[Recorded data]

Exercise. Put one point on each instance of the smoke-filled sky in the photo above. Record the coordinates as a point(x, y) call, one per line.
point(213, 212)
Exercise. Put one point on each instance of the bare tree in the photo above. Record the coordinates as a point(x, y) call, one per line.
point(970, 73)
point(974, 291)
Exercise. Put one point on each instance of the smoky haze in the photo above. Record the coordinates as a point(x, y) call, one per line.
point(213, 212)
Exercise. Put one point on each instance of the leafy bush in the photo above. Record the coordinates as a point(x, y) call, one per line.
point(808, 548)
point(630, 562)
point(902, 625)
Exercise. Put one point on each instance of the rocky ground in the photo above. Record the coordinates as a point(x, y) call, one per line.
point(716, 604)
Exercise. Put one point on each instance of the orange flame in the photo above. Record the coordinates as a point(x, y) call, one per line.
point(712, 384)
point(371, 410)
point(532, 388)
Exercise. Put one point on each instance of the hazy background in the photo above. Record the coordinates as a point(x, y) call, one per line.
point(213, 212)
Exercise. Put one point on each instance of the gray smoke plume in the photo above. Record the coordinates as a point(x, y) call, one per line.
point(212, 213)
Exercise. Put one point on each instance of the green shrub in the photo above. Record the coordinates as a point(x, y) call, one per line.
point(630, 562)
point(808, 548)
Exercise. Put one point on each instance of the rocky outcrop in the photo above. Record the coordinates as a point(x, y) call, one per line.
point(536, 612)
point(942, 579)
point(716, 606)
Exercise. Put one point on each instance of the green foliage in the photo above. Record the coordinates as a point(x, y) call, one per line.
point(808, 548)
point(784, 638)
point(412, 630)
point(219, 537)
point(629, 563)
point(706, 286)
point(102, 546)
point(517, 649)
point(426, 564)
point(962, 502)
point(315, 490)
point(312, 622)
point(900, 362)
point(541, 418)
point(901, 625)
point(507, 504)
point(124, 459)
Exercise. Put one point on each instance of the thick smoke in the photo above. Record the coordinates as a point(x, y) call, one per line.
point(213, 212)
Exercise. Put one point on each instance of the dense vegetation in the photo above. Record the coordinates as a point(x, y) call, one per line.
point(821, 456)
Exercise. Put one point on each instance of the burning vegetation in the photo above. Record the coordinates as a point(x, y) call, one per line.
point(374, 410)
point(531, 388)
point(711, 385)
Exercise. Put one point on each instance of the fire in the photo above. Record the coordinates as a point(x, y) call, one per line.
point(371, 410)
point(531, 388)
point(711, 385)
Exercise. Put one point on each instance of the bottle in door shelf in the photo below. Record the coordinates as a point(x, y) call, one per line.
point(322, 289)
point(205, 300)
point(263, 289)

---

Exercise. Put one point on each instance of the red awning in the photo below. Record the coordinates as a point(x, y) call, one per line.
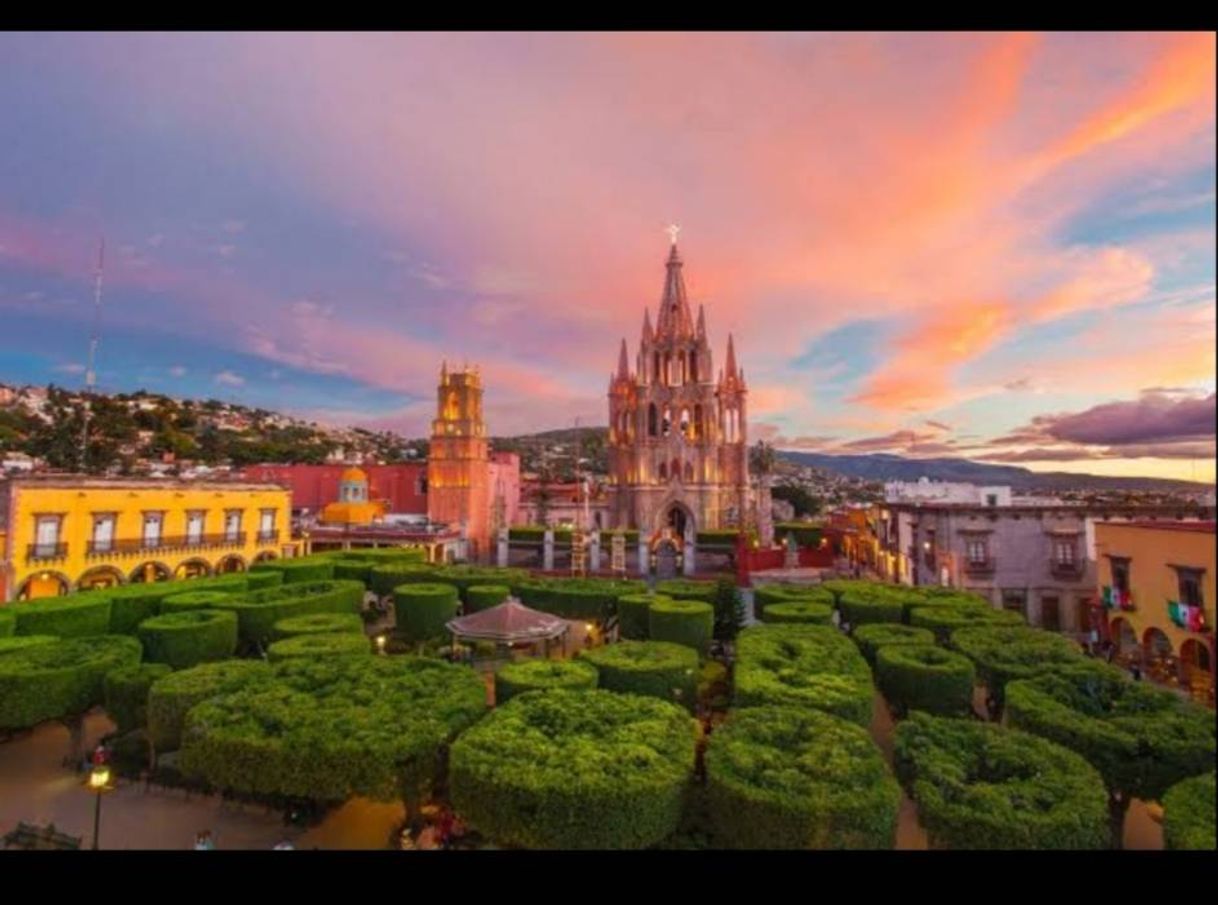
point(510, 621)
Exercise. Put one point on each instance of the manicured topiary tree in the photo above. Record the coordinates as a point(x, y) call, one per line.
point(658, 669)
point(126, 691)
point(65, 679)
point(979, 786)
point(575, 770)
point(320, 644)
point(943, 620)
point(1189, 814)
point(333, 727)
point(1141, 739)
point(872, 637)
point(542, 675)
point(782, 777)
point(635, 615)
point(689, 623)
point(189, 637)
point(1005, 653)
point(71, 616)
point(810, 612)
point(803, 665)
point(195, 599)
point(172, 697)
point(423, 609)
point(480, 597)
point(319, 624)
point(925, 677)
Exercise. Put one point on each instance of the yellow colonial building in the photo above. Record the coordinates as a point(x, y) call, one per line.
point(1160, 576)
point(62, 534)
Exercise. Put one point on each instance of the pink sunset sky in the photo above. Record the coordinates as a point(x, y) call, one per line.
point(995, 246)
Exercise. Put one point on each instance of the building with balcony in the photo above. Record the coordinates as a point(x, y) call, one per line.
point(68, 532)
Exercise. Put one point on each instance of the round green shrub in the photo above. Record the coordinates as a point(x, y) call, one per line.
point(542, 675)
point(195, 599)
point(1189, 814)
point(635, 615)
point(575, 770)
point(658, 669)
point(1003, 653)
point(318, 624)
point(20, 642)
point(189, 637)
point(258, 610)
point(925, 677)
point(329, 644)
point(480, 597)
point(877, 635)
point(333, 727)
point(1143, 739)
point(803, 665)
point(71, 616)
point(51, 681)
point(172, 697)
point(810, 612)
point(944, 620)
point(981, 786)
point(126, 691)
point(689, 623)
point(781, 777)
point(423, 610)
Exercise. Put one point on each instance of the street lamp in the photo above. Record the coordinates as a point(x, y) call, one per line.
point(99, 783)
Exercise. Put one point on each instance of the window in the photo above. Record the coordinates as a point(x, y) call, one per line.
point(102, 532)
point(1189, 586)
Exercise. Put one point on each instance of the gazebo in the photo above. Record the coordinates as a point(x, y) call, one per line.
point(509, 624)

# [WORK TO BE COMPLETED]
Update the material from the line with "Exercise. Put one point on each instance of the orange" to the line with "point(212, 213)", replacing each "coordinates" with "position" and changing nothing else. Return only those lines.

# [WRITTEN RESPONSE]
Exercise. Put one point on each instance of the orange flame in the photo above. Record the position as a point(x, y) call, one per line.
point(712, 384)
point(371, 410)
point(532, 388)
Exercise. Put one point on each instance of the hazy background in the photo above. Record the position as a point(x, y) call, one per line.
point(213, 212)
Exercise. Put one point on each instance of the gray smoke plume in the photo above. Record the position as a point(x, y) call, one per line.
point(212, 213)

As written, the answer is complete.